■ What is required ■
Reproduce the records below word for word, starting with the line that contains "woman's arm, returning a bounding box for each." and continuing through the final line of the records.

** Begin Data provided **

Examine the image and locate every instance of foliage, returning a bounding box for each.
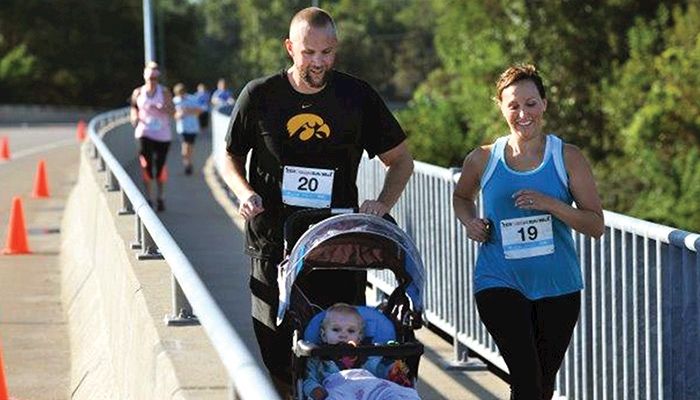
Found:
[601,5,700,231]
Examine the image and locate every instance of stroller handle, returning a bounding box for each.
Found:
[284,207,396,255]
[284,208,358,254]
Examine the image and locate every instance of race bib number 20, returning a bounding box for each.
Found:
[501,214,554,259]
[282,165,335,208]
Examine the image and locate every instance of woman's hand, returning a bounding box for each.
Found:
[513,189,554,211]
[464,218,491,243]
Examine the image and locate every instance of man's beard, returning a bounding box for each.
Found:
[301,67,331,89]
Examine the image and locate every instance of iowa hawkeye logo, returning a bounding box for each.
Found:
[287,114,331,142]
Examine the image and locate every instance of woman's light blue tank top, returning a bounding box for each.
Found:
[474,134,583,300]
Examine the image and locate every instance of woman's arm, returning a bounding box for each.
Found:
[513,144,605,238]
[452,146,491,242]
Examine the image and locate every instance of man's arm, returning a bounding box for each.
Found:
[223,153,265,219]
[360,140,413,216]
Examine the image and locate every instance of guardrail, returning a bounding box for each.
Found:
[212,105,700,400]
[88,108,279,400]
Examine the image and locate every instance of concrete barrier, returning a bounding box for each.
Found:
[61,144,230,400]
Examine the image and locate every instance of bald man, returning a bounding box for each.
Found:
[224,7,413,394]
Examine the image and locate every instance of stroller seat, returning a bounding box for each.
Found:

** End Data provided **

■ Completed task ■
Examine the image and locate every instance of woman's arm, returning a bounding box for each.
Found:
[513,144,605,238]
[452,146,491,242]
Examine the image and locate every instance of man's arm, returning a bounding box for each.
Found:
[223,153,265,219]
[360,140,413,216]
Examine the image and locate every instance of guardrail, returning a bounding box for each.
Found:
[212,105,700,400]
[88,108,279,400]
Examine the image and locate every instance of concrete barrier, returning a bounding box for each.
Found:
[61,144,230,400]
Examine the image and locate every instance of bald man, returning a bounding box for each.
Found:
[224,7,413,394]
Examine the image and locate every instance of stroller seat, returning a bounding box for each.
Found:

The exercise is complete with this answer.